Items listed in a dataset
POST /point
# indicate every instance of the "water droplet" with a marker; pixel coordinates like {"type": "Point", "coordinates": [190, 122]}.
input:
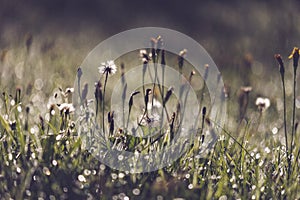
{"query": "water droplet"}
{"type": "Point", "coordinates": [136, 191]}
{"type": "Point", "coordinates": [38, 84]}
{"type": "Point", "coordinates": [81, 178]}
{"type": "Point", "coordinates": [54, 162]}
{"type": "Point", "coordinates": [274, 130]}
{"type": "Point", "coordinates": [46, 171]}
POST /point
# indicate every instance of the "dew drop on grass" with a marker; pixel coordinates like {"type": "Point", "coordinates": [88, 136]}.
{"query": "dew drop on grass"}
{"type": "Point", "coordinates": [10, 157]}
{"type": "Point", "coordinates": [257, 156]}
{"type": "Point", "coordinates": [28, 193]}
{"type": "Point", "coordinates": [19, 108]}
{"type": "Point", "coordinates": [81, 178]}
{"type": "Point", "coordinates": [46, 171]}
{"type": "Point", "coordinates": [121, 175]}
{"type": "Point", "coordinates": [298, 102]}
{"type": "Point", "coordinates": [87, 172]}
{"type": "Point", "coordinates": [274, 130]}
{"type": "Point", "coordinates": [12, 102]}
{"type": "Point", "coordinates": [19, 170]}
{"type": "Point", "coordinates": [187, 176]}
{"type": "Point", "coordinates": [136, 191]}
{"type": "Point", "coordinates": [38, 84]}
{"type": "Point", "coordinates": [114, 176]}
{"type": "Point", "coordinates": [54, 162]}
{"type": "Point", "coordinates": [120, 157]}
{"type": "Point", "coordinates": [102, 167]}
{"type": "Point", "coordinates": [65, 189]}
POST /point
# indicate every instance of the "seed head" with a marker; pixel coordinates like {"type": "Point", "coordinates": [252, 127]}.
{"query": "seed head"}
{"type": "Point", "coordinates": [295, 56]}
{"type": "Point", "coordinates": [262, 103]}
{"type": "Point", "coordinates": [108, 67]}
{"type": "Point", "coordinates": [280, 62]}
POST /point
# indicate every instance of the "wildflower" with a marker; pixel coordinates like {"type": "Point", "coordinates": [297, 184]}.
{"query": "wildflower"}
{"type": "Point", "coordinates": [295, 56]}
{"type": "Point", "coordinates": [66, 107]}
{"type": "Point", "coordinates": [181, 58]}
{"type": "Point", "coordinates": [144, 56]}
{"type": "Point", "coordinates": [151, 120]}
{"type": "Point", "coordinates": [79, 72]}
{"type": "Point", "coordinates": [243, 101]}
{"type": "Point", "coordinates": [69, 90]}
{"type": "Point", "coordinates": [108, 67]}
{"type": "Point", "coordinates": [262, 103]}
{"type": "Point", "coordinates": [280, 62]}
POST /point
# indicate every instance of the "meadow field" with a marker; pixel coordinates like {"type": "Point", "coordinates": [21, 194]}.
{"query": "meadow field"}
{"type": "Point", "coordinates": [43, 144]}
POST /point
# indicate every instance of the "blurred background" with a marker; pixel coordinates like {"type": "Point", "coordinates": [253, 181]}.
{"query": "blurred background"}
{"type": "Point", "coordinates": [49, 39]}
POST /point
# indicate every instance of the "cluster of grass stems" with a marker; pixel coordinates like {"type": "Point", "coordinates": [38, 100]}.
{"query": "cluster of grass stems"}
{"type": "Point", "coordinates": [44, 158]}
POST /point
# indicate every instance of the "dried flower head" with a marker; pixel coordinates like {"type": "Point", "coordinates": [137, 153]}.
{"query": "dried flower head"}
{"type": "Point", "coordinates": [66, 107]}
{"type": "Point", "coordinates": [262, 103]}
{"type": "Point", "coordinates": [108, 67]}
{"type": "Point", "coordinates": [280, 62]}
{"type": "Point", "coordinates": [246, 89]}
{"type": "Point", "coordinates": [181, 57]}
{"type": "Point", "coordinates": [295, 56]}
{"type": "Point", "coordinates": [145, 56]}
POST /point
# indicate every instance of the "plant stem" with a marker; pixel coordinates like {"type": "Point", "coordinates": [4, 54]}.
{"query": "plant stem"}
{"type": "Point", "coordinates": [103, 126]}
{"type": "Point", "coordinates": [285, 128]}
{"type": "Point", "coordinates": [294, 110]}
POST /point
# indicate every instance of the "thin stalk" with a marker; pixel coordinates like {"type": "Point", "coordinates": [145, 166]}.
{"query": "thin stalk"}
{"type": "Point", "coordinates": [294, 109]}
{"type": "Point", "coordinates": [282, 71]}
{"type": "Point", "coordinates": [285, 127]}
{"type": "Point", "coordinates": [104, 89]}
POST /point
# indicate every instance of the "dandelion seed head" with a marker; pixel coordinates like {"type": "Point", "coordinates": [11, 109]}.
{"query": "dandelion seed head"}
{"type": "Point", "coordinates": [274, 130]}
{"type": "Point", "coordinates": [262, 103]}
{"type": "Point", "coordinates": [81, 178]}
{"type": "Point", "coordinates": [108, 67]}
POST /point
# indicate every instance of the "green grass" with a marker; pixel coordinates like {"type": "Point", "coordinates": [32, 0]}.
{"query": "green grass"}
{"type": "Point", "coordinates": [42, 154]}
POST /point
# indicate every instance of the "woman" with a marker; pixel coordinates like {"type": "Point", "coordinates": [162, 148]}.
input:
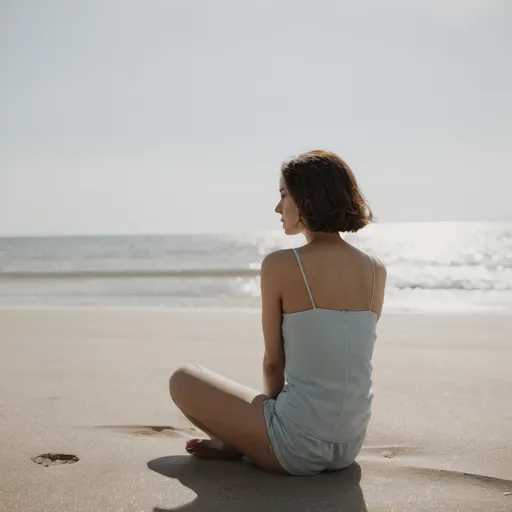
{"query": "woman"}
{"type": "Point", "coordinates": [320, 307]}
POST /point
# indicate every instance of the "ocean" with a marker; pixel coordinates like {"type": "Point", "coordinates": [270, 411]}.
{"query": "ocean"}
{"type": "Point", "coordinates": [438, 267]}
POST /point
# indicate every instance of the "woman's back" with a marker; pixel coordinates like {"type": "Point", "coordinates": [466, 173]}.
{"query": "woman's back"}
{"type": "Point", "coordinates": [329, 331]}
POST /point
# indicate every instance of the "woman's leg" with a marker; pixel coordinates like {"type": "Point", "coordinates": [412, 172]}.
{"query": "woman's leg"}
{"type": "Point", "coordinates": [227, 411]}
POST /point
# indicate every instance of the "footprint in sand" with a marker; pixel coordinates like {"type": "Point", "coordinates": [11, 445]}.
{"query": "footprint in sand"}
{"type": "Point", "coordinates": [390, 452]}
{"type": "Point", "coordinates": [54, 459]}
{"type": "Point", "coordinates": [153, 430]}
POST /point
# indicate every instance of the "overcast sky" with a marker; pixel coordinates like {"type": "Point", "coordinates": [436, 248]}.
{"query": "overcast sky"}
{"type": "Point", "coordinates": [119, 116]}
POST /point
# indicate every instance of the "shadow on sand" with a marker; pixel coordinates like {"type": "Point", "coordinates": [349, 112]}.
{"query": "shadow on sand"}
{"type": "Point", "coordinates": [238, 486]}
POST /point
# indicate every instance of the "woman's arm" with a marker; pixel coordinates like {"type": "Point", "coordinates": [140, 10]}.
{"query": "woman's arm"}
{"type": "Point", "coordinates": [273, 360]}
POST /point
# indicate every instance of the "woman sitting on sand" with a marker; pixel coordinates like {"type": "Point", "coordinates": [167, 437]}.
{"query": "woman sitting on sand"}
{"type": "Point", "coordinates": [320, 307]}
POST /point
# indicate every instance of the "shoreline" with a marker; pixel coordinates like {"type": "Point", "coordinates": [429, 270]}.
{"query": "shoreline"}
{"type": "Point", "coordinates": [93, 383]}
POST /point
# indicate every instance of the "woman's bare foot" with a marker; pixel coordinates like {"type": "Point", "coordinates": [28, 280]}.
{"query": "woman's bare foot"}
{"type": "Point", "coordinates": [211, 449]}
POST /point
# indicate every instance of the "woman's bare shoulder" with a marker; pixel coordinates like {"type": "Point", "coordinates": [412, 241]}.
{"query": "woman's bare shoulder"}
{"type": "Point", "coordinates": [277, 260]}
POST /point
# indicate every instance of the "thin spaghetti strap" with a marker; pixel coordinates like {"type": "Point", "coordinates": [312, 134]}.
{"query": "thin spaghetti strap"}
{"type": "Point", "coordinates": [304, 277]}
{"type": "Point", "coordinates": [373, 285]}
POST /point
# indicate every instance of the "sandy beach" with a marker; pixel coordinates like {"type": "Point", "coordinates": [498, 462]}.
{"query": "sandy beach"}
{"type": "Point", "coordinates": [93, 383]}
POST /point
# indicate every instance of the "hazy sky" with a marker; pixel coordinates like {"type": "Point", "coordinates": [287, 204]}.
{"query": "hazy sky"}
{"type": "Point", "coordinates": [119, 116]}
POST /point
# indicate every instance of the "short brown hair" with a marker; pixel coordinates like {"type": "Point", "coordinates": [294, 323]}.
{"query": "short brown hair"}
{"type": "Point", "coordinates": [326, 192]}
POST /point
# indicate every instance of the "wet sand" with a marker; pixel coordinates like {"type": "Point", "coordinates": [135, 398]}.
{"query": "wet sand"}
{"type": "Point", "coordinates": [93, 384]}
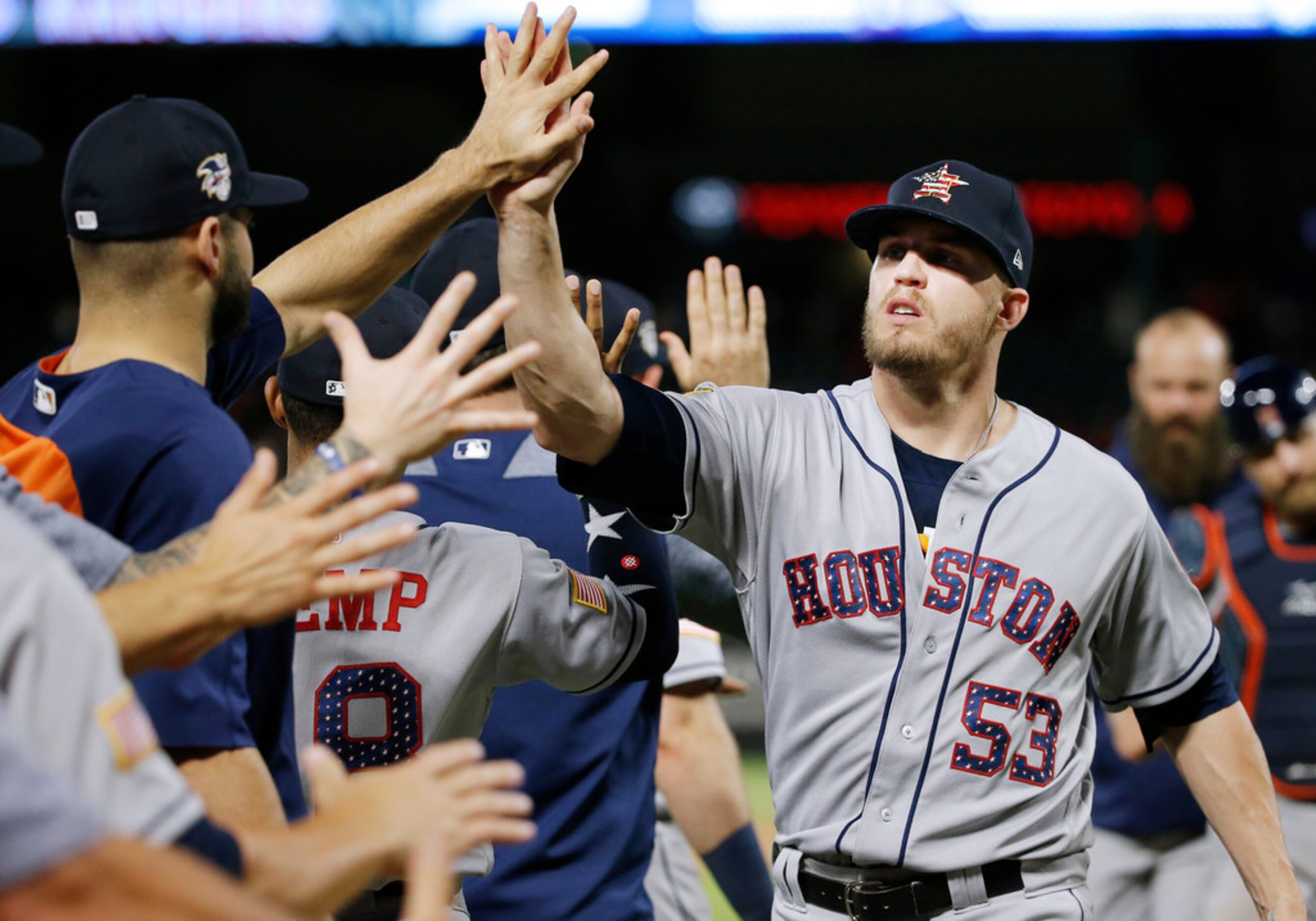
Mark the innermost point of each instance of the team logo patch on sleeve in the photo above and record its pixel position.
(128, 729)
(589, 592)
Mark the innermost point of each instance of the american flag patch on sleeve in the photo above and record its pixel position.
(589, 592)
(128, 729)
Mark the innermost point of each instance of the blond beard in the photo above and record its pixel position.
(898, 355)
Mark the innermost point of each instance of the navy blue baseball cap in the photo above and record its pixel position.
(964, 197)
(472, 247)
(647, 349)
(1265, 399)
(155, 165)
(315, 374)
(18, 148)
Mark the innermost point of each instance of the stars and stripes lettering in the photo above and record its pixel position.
(394, 714)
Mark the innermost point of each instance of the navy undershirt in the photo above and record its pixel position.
(925, 479)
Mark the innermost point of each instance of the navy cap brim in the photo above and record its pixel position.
(18, 148)
(865, 230)
(267, 190)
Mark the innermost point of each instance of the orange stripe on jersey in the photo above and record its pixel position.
(40, 466)
(1249, 620)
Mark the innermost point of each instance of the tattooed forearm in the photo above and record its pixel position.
(184, 549)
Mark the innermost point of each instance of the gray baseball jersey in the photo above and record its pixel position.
(673, 881)
(929, 710)
(43, 821)
(375, 678)
(93, 553)
(65, 687)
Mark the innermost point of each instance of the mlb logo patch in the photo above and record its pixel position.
(473, 449)
(128, 729)
(44, 399)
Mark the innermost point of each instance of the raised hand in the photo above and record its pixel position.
(410, 406)
(728, 341)
(447, 794)
(528, 119)
(271, 560)
(616, 355)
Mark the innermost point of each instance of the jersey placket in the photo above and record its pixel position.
(931, 637)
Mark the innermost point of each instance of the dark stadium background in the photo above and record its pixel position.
(1231, 122)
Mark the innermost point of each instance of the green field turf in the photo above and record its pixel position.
(761, 807)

## [TASK TO CARRY OUT]
Only the lines from the line with "Mark the innermost point of each instance of the dark" to the final line of the entries are to be returned, each exactly as written, both ends included.

## [ANSWER BELOW]
Mark the innermost point of each instance of the dark stadium background in the photo above and record its pixel position.
(1231, 122)
Mark the innermost point of each instance of the green field turf in the photo above and record its pixel position.
(761, 807)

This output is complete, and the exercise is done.